Write out the data below in full. Keep it exact.

- Task data -
** Begin **
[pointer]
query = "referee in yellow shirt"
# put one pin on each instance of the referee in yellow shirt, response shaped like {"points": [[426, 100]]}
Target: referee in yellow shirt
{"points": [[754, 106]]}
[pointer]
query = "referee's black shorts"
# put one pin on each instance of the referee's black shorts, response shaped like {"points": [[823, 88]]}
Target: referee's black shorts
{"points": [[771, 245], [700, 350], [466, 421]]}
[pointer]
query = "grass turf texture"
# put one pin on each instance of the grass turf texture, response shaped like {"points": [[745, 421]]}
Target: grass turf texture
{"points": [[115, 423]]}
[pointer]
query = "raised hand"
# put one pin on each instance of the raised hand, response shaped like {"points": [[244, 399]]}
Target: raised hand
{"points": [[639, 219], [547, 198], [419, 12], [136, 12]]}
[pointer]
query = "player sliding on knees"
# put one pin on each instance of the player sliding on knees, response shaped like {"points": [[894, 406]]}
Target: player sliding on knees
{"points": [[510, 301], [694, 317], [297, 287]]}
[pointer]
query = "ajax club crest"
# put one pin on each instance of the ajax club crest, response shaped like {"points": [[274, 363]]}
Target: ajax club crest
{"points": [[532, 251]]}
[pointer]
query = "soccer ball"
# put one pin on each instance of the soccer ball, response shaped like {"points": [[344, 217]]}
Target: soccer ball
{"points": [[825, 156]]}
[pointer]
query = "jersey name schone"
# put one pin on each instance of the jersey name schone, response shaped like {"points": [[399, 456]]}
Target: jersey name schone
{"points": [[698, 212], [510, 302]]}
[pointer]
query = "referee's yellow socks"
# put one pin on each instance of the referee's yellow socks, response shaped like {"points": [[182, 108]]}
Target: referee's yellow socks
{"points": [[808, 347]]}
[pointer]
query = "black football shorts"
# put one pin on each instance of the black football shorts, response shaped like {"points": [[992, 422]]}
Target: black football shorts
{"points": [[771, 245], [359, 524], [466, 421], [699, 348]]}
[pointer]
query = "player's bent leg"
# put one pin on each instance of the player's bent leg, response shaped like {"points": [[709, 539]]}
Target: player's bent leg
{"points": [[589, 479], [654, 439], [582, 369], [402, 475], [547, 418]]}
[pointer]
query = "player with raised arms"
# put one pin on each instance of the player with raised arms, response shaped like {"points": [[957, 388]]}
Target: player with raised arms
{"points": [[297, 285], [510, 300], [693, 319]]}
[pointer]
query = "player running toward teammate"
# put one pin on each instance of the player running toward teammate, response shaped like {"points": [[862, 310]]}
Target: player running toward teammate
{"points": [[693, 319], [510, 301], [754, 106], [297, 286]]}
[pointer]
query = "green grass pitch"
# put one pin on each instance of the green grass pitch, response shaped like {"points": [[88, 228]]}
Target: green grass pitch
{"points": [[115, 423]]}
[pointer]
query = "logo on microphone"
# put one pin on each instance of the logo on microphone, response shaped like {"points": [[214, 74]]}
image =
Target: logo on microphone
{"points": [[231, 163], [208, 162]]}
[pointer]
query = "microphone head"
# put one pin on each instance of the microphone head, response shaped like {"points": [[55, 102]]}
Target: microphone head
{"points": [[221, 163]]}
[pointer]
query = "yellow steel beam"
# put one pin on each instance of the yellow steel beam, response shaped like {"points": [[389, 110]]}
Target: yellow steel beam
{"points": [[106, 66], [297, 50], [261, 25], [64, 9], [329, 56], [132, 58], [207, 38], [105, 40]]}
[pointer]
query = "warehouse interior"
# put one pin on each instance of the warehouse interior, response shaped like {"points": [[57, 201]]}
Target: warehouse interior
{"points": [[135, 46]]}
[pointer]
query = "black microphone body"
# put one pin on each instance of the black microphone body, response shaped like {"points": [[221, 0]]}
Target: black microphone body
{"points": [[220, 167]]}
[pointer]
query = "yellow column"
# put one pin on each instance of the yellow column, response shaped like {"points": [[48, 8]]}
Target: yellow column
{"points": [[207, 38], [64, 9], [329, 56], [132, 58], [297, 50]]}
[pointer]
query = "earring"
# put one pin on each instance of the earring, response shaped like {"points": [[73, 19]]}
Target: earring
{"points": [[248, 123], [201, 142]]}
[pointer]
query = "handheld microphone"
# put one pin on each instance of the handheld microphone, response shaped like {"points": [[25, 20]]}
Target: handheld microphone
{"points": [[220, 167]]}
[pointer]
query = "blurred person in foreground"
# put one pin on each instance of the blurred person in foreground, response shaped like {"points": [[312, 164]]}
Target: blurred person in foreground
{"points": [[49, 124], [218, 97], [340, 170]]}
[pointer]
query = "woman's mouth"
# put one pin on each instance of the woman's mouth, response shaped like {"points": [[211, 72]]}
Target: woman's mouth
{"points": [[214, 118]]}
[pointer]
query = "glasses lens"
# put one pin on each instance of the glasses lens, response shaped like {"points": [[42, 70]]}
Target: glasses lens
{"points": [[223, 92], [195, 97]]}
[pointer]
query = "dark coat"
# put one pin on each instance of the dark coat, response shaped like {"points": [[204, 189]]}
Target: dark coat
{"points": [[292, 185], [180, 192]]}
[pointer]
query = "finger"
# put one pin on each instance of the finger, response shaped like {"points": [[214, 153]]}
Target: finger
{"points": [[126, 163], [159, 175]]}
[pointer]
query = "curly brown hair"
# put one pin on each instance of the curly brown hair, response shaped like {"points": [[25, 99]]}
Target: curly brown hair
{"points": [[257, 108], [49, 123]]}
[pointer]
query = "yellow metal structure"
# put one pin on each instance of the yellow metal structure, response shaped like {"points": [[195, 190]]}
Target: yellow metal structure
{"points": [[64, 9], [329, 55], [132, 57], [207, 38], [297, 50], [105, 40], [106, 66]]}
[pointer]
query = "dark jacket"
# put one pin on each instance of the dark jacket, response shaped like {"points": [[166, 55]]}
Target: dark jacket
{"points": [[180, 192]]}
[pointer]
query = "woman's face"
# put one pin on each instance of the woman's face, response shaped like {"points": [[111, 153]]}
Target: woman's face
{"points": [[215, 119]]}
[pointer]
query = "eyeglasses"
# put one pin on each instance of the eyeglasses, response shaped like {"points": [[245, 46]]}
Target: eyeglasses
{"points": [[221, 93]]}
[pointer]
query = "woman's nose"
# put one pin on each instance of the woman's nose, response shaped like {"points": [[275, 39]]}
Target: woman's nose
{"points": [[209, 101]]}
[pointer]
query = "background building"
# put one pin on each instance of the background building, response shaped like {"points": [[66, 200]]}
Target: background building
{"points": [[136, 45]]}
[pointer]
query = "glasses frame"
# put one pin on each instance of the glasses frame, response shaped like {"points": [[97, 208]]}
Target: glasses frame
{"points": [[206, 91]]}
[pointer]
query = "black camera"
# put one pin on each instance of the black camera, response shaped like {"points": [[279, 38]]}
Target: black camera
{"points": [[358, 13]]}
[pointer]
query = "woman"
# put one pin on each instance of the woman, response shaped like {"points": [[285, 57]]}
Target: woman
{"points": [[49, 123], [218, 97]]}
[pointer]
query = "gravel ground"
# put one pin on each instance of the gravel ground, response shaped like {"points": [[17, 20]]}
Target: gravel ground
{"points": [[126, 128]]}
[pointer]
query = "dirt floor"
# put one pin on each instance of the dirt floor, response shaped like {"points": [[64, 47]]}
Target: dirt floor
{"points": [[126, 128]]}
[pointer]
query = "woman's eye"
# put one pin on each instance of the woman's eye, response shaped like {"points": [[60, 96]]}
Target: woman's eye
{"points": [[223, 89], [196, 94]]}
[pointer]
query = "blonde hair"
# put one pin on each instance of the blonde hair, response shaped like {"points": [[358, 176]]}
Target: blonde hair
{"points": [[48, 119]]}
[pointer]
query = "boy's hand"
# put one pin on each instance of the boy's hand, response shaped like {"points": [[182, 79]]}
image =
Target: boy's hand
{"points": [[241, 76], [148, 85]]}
** End **
- The output -
[pointer]
query = "referee in yellow shirt"
# put one pin on each instance of the referee in yellow shirt, response shaped like {"points": [[426, 100]]}
Target: referee in yellow shirt
{"points": [[754, 106]]}
[pointer]
query = "referee's black shorts"
# put one pin on each instance of the referee's black shorts, response shaped like {"points": [[823, 88]]}
Target: referee's black shorts
{"points": [[771, 245], [700, 350], [466, 421]]}
[pointer]
query = "grass turf texture"
# put one pin on each instance of the grass turf texture, response shaped like {"points": [[745, 421]]}
Target: grass turf texture
{"points": [[115, 423]]}
[pointer]
query = "raised hand"
# put one pin on each instance of the raised hand, response shaped like {"points": [[244, 399]]}
Target: raised hand
{"points": [[639, 219], [547, 198], [419, 12], [136, 12]]}
[pointer]
query = "player sliding on knees"
# put one pin on each instance of the player sliding on knees, response shaped like {"points": [[894, 406]]}
Target: player sliding on knees
{"points": [[510, 301], [694, 317], [297, 287]]}
[pointer]
query = "ajax club crest"
# put one pin on each instance of the ajax club crest, response shaped like {"points": [[274, 363]]}
Target: ajax club crest
{"points": [[532, 251]]}
[pointer]
query = "soccer ball"
# put one pin on each instance of the soccer ball, response shaped like {"points": [[344, 217]]}
Target: soccer ball
{"points": [[825, 156]]}
[pointer]
query = "jersey name schone"
# put one pin on each instance of the jersey name schone, response shaped like {"points": [[399, 456]]}
Target: jersey name schone
{"points": [[698, 212], [510, 302]]}
[pointer]
query = "referee's yellow socks"
# put one pin on each instance of the referee's yellow socks, response shaped like {"points": [[182, 108]]}
Target: referee's yellow socks
{"points": [[808, 347]]}
[pointer]
query = "black football shorts"
# put one pin on each instance of the black football shorts, response shaped like {"points": [[992, 422]]}
Target: black football shorts
{"points": [[771, 245], [359, 524], [466, 421], [699, 348]]}
[pointer]
query = "player's bent leg"
# put one pin on each instance of the player's bent leg, response shaped like {"points": [[709, 539]]}
Target: player's bent leg
{"points": [[589, 479], [654, 439], [582, 369], [402, 475], [547, 418]]}
[pointer]
query = "player with raised arms"
# put one pin on each instance of the player with raised arms, response shaped like {"points": [[957, 388]]}
Target: player with raised arms
{"points": [[297, 285], [510, 300], [693, 319]]}
[pointer]
query = "player running toward teammate"
# put one pin on each instance of the player running toward teammate, response shaped like {"points": [[862, 310]]}
Target: player running toward teammate
{"points": [[693, 319], [510, 301], [754, 106], [297, 286]]}
[pointer]
query = "green grass pitch"
# put one pin on each instance of the green grass pitch, response shaped like {"points": [[88, 228]]}
Target: green grass pitch
{"points": [[115, 423]]}
[pointer]
query = "logo on microphone"
# put one pin on each instance of the logo on microphone, response shaped like {"points": [[214, 74]]}
image =
Target: logo on microphone
{"points": [[231, 163], [208, 162]]}
[pointer]
query = "microphone head"
# put one pin on each instance of the microphone head, response shaped like {"points": [[55, 102]]}
Target: microphone head
{"points": [[221, 163]]}
[pointer]
query = "yellow steel beam"
# put one pin on each instance of the yellow steel beam, response shaped like {"points": [[389, 110]]}
Target: yellow steel beam
{"points": [[106, 66], [297, 50], [261, 25], [64, 9], [329, 56], [132, 58], [207, 38], [105, 40]]}
[pointer]
query = "warehouse interior"
# put one pin on each instance of the warehouse interior, response shaped like {"points": [[57, 201]]}
Target: warehouse interior
{"points": [[135, 46]]}
[pointer]
query = "black microphone body"
# put one pin on each instance of the black microphone body, response shaped like {"points": [[221, 0]]}
Target: black microphone body
{"points": [[220, 167]]}
[pointer]
query = "yellow column"
# put one pin on each instance of the yellow column, response shaped like {"points": [[48, 8]]}
Target: yellow column
{"points": [[207, 38], [64, 9], [329, 56], [132, 58], [297, 50]]}
[pointer]
query = "earring"
# put one pin on each instance of the earring, response shaped like {"points": [[73, 19]]}
Target: earring
{"points": [[248, 123], [201, 142]]}
[pointer]
query = "handheld microphone"
# put one pin on each instance of the handheld microphone, response shaped like {"points": [[25, 20]]}
Target: handheld microphone
{"points": [[220, 167]]}
[pointer]
query = "blurred person in foreground"
# put one pin on each instance of the blurred person in foreground, response shaped like {"points": [[312, 164]]}
Target: blurred person in foreground
{"points": [[49, 124], [218, 97], [340, 170]]}
[pointer]
query = "woman's mouth"
# put one pin on each instance of the woman's mouth, response shaped like {"points": [[211, 72]]}
Target: woman's mouth
{"points": [[214, 118]]}
[pointer]
query = "glasses lens"
# put one pin on each instance of the glasses lens, response shaped like {"points": [[42, 70]]}
Target: glasses lens
{"points": [[223, 92], [195, 97]]}
[pointer]
query = "dark coat"
# put one pin on each instance of the dark coat, response shaped like {"points": [[204, 189]]}
Target: dark coat
{"points": [[292, 185], [180, 192]]}
[pointer]
query = "finger"
# put one pin on each instance of the finger, response shaped like {"points": [[214, 153]]}
Target: finger
{"points": [[126, 163], [159, 175]]}
[pointer]
query = "curly brown hair"
# put one pin on each instance of the curly brown hair, response shaped like {"points": [[25, 99]]}
Target: curly brown hair
{"points": [[257, 108], [49, 123]]}
[pointer]
query = "yellow metal structure"
# put one pin on each instance of the yellow metal structure, response shaped like {"points": [[195, 190]]}
Target: yellow metal structure
{"points": [[64, 9], [329, 55], [132, 57], [207, 38], [297, 50], [105, 40], [106, 66]]}
[pointer]
query = "dark jacket"
# put one pin on each instance of the dark jacket, response shaped like {"points": [[166, 55]]}
Target: dark jacket
{"points": [[180, 192]]}
[pointer]
query = "woman's face"
# put one pin on each instance of the woman's face, response shaped like {"points": [[111, 153]]}
Target: woman's face
{"points": [[215, 119]]}
[pointer]
query = "eyeglasses"
# put one pin on each instance of the eyeglasses, response shaped like {"points": [[245, 46]]}
Target: eyeglasses
{"points": [[221, 93]]}
[pointer]
query = "woman's nose"
# put one pin on each instance of the woman's nose, response shaped like {"points": [[275, 39]]}
Target: woman's nose
{"points": [[209, 101]]}
[pointer]
query = "background building"
# put one pin on each instance of the background building, response shaped like {"points": [[66, 200]]}
Target: background building
{"points": [[136, 45]]}
[pointer]
query = "glasses frame"
# put one pin on each instance of the glasses frame, response shaped like {"points": [[97, 208]]}
Target: glasses frame
{"points": [[206, 91]]}
[pointer]
query = "black camera"
# put one pin on each instance of the black camera, response shaped like {"points": [[279, 38]]}
Target: black camera
{"points": [[358, 13]]}
[pointer]
query = "woman"
# put one pin on each instance of the woman, response shaped like {"points": [[285, 57]]}
Target: woman
{"points": [[49, 123], [218, 97]]}
[pointer]
query = "gravel ground"
# put one pin on each instance of the gravel ground, response shaped like {"points": [[17, 20]]}
Target: gravel ground
{"points": [[126, 128]]}
[pointer]
query = "dirt floor"
# put one pin on each instance of the dirt floor, response shaped like {"points": [[64, 47]]}
Target: dirt floor
{"points": [[126, 128]]}
[pointer]
query = "woman's eye"
# put one pin on each instance of the woman's eye, response shaped like {"points": [[60, 96]]}
Target: woman's eye
{"points": [[223, 89], [196, 94]]}
[pointer]
query = "blonde hair"
# put one pin on each instance of the blonde hair, response shaped like {"points": [[358, 176]]}
Target: blonde hair
{"points": [[48, 119]]}
[pointer]
query = "boy's hand"
# put one pin on each instance of the boy's hand, response shaped like {"points": [[182, 79]]}
image =
Target: boy's hand
{"points": [[241, 76], [148, 85]]}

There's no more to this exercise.